## ACTION ITEM
A verbatim transcription of every record below is required.

-- GIVEN RECORDS follows --

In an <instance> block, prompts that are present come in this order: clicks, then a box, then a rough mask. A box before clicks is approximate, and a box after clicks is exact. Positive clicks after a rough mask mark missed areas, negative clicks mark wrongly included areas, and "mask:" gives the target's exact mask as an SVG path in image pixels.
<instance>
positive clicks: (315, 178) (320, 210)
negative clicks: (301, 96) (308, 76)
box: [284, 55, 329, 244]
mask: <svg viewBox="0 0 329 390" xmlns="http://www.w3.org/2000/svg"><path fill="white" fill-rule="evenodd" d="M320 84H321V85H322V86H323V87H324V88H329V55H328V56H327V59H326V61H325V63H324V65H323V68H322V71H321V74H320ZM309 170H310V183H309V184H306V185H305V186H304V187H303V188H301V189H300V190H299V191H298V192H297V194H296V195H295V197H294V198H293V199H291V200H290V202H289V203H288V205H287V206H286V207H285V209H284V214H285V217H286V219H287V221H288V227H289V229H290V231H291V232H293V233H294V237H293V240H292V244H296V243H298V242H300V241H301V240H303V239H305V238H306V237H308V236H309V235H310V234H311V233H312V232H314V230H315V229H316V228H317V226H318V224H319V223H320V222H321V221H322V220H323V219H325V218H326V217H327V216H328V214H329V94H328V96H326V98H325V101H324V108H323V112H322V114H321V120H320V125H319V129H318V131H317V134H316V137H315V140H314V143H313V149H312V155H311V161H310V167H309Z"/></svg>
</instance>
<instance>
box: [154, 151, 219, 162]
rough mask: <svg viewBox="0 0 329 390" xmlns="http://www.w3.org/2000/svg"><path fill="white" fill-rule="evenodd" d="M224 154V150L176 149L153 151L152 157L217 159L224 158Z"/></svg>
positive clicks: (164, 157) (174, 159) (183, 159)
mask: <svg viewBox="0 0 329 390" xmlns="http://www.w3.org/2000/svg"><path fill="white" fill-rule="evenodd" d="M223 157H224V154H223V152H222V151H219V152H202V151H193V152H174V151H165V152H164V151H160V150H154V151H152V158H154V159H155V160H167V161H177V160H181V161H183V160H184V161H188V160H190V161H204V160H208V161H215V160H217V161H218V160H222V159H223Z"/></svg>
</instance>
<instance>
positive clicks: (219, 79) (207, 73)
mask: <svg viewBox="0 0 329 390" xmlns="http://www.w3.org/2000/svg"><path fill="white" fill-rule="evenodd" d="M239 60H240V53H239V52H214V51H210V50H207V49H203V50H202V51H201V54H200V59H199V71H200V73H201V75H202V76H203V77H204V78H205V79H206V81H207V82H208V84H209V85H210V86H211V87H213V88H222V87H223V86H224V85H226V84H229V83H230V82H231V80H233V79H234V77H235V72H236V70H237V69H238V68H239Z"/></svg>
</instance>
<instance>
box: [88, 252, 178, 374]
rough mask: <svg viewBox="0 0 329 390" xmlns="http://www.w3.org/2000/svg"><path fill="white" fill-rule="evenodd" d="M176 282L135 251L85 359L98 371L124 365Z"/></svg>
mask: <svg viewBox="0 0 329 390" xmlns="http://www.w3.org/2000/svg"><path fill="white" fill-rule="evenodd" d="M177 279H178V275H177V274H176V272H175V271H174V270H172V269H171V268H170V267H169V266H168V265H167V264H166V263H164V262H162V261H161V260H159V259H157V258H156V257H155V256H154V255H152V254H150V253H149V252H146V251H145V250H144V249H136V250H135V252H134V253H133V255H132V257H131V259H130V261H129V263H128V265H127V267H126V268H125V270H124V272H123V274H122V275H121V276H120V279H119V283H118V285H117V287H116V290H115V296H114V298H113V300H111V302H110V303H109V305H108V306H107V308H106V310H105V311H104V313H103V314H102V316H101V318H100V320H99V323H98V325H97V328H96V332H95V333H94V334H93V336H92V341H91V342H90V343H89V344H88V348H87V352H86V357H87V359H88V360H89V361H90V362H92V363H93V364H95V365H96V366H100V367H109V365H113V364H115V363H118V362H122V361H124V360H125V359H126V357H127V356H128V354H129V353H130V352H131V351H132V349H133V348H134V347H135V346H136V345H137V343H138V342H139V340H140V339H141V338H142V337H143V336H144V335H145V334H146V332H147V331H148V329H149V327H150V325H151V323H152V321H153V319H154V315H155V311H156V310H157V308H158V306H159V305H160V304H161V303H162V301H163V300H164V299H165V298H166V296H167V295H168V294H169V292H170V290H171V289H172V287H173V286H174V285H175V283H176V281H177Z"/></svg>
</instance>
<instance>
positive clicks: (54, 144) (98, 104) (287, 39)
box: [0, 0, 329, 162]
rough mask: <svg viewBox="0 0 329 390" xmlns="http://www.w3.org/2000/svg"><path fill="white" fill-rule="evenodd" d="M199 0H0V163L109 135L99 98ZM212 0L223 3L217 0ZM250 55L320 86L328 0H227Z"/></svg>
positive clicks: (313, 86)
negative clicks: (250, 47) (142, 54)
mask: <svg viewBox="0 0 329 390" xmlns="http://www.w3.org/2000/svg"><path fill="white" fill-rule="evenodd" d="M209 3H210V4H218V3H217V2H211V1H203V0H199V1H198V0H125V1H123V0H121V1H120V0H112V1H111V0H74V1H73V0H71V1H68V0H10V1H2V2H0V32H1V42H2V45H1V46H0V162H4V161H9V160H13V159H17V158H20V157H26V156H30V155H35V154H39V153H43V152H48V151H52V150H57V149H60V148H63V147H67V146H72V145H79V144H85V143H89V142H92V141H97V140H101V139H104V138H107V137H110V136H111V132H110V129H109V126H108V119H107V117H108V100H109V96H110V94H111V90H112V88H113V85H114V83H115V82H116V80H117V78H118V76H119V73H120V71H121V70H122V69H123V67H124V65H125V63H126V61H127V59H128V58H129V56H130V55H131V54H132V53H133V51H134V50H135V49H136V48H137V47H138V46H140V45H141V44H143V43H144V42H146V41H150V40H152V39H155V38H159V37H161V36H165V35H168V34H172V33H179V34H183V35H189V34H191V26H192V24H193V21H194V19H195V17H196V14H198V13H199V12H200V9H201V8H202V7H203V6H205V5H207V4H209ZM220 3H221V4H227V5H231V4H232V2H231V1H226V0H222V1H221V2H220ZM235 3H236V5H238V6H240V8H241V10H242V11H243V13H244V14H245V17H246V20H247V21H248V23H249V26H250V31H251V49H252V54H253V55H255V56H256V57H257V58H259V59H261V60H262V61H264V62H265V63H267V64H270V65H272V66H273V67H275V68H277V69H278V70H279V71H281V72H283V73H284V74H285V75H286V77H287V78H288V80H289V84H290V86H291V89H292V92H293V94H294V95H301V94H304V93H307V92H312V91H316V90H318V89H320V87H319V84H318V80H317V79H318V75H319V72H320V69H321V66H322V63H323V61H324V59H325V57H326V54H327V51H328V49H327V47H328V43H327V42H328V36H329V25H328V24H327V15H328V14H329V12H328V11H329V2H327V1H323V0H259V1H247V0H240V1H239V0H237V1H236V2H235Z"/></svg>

-- GIVEN RECORDS concluded --

## THE ANSWER
In an <instance> block, prompts that are present come in this order: clicks, then a box, then a rough mask. A box before clicks is approximate, and a box after clicks is exact. Positive clicks after a rough mask mark missed areas, negative clicks mark wrongly included areas, and "mask:" gives the target's exact mask as an SVG path in image pixels.
<instance>
positive clicks: (315, 178) (320, 210)
negative clicks: (301, 96) (308, 76)
box: [284, 55, 329, 244]
mask: <svg viewBox="0 0 329 390" xmlns="http://www.w3.org/2000/svg"><path fill="white" fill-rule="evenodd" d="M320 84H321V85H322V86H323V87H324V88H329V55H328V56H327V59H326V61H325V63H324V65H323V68H322V71H321V74H320ZM309 170H310V183H309V184H306V185H305V186H304V187H303V188H301V189H300V190H299V191H298V192H297V194H296V195H295V197H294V198H293V199H291V200H290V202H289V203H288V205H287V206H286V207H285V209H284V214H285V217H286V219H287V221H288V227H289V229H290V231H291V232H293V233H294V237H293V240H292V244H296V243H298V242H300V241H301V240H303V239H305V238H306V237H308V236H309V235H310V234H311V233H312V232H314V230H315V229H316V228H317V226H318V224H319V223H320V222H321V221H322V220H323V219H325V218H326V217H327V216H328V214H329V94H328V96H326V98H325V101H324V108H323V112H322V114H321V120H320V125H319V129H318V131H317V134H316V137H315V140H314V143H313V149H312V155H311V161H310V167H309Z"/></svg>
</instance>
<instance>
box: [154, 151, 219, 162]
rough mask: <svg viewBox="0 0 329 390" xmlns="http://www.w3.org/2000/svg"><path fill="white" fill-rule="evenodd" d="M224 154V150L176 149L153 151L152 157L217 159L224 158Z"/></svg>
positive clicks: (164, 157) (174, 159) (183, 159)
mask: <svg viewBox="0 0 329 390" xmlns="http://www.w3.org/2000/svg"><path fill="white" fill-rule="evenodd" d="M223 157H224V154H223V152H222V151H219V152H202V151H193V152H174V151H165V152H164V151H160V150H154V151H152V158H154V159H155V160H167V161H177V160H181V161H183V160H184V161H188V160H190V161H204V160H208V161H215V160H217V161H218V160H222V159H223Z"/></svg>
</instance>
<instance>
positive clicks: (219, 79) (207, 73)
mask: <svg viewBox="0 0 329 390" xmlns="http://www.w3.org/2000/svg"><path fill="white" fill-rule="evenodd" d="M239 60H240V53H239V52H214V51H210V50H207V49H203V50H202V51H201V54H200V59H199V71H200V73H201V75H202V76H203V77H204V78H205V79H206V81H207V82H208V84H209V85H210V86H211V87H213V88H222V87H223V86H224V85H226V84H229V83H230V82H231V80H233V79H234V77H235V72H236V70H237V69H238V68H239Z"/></svg>
</instance>
<instance>
box: [88, 252, 178, 374]
rough mask: <svg viewBox="0 0 329 390" xmlns="http://www.w3.org/2000/svg"><path fill="white" fill-rule="evenodd" d="M176 282L135 251L85 359L98 371L124 365Z"/></svg>
mask: <svg viewBox="0 0 329 390" xmlns="http://www.w3.org/2000/svg"><path fill="white" fill-rule="evenodd" d="M177 279H178V275H177V274H176V272H175V271H174V270H172V269H171V268H170V267H169V266H168V265H167V264H166V263H164V262H162V261H161V260H159V259H157V258H156V257H155V256H154V255H152V254H150V253H149V252H146V251H145V250H144V249H136V250H135V252H134V253H133V255H132V257H131V259H130V261H129V263H128V265H127V267H126V268H125V270H124V272H123V274H122V275H121V276H120V279H119V283H118V285H117V287H116V290H115V296H114V298H113V300H111V302H110V303H109V305H108V306H107V308H106V310H105V311H104V313H103V314H102V316H101V318H100V320H99V323H98V325H97V328H96V332H95V333H94V334H93V336H92V341H91V342H90V343H89V344H88V348H87V352H86V357H87V359H88V360H89V361H90V362H92V363H93V364H95V365H96V366H100V367H109V365H113V364H115V363H118V362H122V361H124V360H125V359H126V357H127V356H128V354H129V353H130V352H131V351H132V349H133V348H134V347H135V346H136V345H137V343H138V342H139V340H140V339H141V338H142V337H143V336H144V335H145V334H146V332H147V331H148V329H149V327H150V325H151V323H152V321H153V319H154V315H155V311H156V310H157V308H158V306H159V305H160V304H161V303H162V301H163V300H164V299H165V298H166V296H167V295H168V294H169V292H170V290H171V289H172V287H173V286H174V285H175V283H176V281H177Z"/></svg>
</instance>
<instance>
positive clicks: (54, 144) (98, 104) (287, 39)
box: [0, 0, 329, 162]
rough mask: <svg viewBox="0 0 329 390" xmlns="http://www.w3.org/2000/svg"><path fill="white" fill-rule="evenodd" d="M199 0H0V163L109 135L99 98ZM212 0L223 3L217 0ZM250 55L320 86L328 0H227Z"/></svg>
positive clicks: (313, 86)
negative clicks: (250, 47) (142, 54)
mask: <svg viewBox="0 0 329 390" xmlns="http://www.w3.org/2000/svg"><path fill="white" fill-rule="evenodd" d="M209 3H210V4H218V3H217V2H211V1H203V0H199V1H198V0H125V1H123V0H121V1H120V0H112V1H111V0H74V1H73V0H71V1H68V0H10V1H2V2H0V32H1V42H2V45H1V46H0V162H4V161H9V160H13V159H17V158H20V157H26V156H30V155H35V154H39V153H43V152H48V151H52V150H57V149H60V148H63V147H67V146H72V145H79V144H85V143H89V142H92V141H97V140H101V139H104V138H107V137H110V136H111V132H110V129H109V126H108V119H107V117H108V100H109V96H110V94H111V90H112V88H113V85H114V83H115V82H116V80H117V78H118V76H119V73H120V71H121V70H122V69H123V67H124V65H125V63H126V61H127V59H128V58H129V56H130V55H131V54H132V53H133V51H134V50H135V49H136V48H137V47H138V46H140V45H141V44H143V43H144V42H146V41H150V40H152V39H155V38H159V37H161V36H165V35H168V34H172V33H179V34H183V35H189V34H191V26H192V24H193V21H194V19H195V17H196V14H198V13H199V12H200V9H201V8H202V7H203V6H205V5H207V4H209ZM220 3H221V4H227V5H231V4H232V2H231V1H226V0H222V1H221V2H220ZM235 3H236V5H238V6H240V8H241V10H242V11H243V13H244V14H245V17H246V20H247V21H248V23H249V26H250V31H251V49H252V54H253V55H255V56H256V57H257V58H259V59H261V60H262V61H264V62H265V63H267V64H270V65H272V66H273V67H275V68H277V69H278V70H279V71H281V72H283V73H284V74H285V75H286V77H287V78H288V80H289V84H290V86H291V89H292V92H293V94H294V95H301V94H304V93H307V92H312V91H316V90H318V89H320V87H319V84H318V80H317V79H318V75H319V72H320V69H321V66H322V63H323V61H324V59H325V57H326V54H327V51H328V49H327V47H328V43H327V42H328V36H329V25H328V24H327V15H328V14H329V12H328V11H329V2H327V1H323V0H259V1H247V0H240V1H239V0H237V1H236V2H235Z"/></svg>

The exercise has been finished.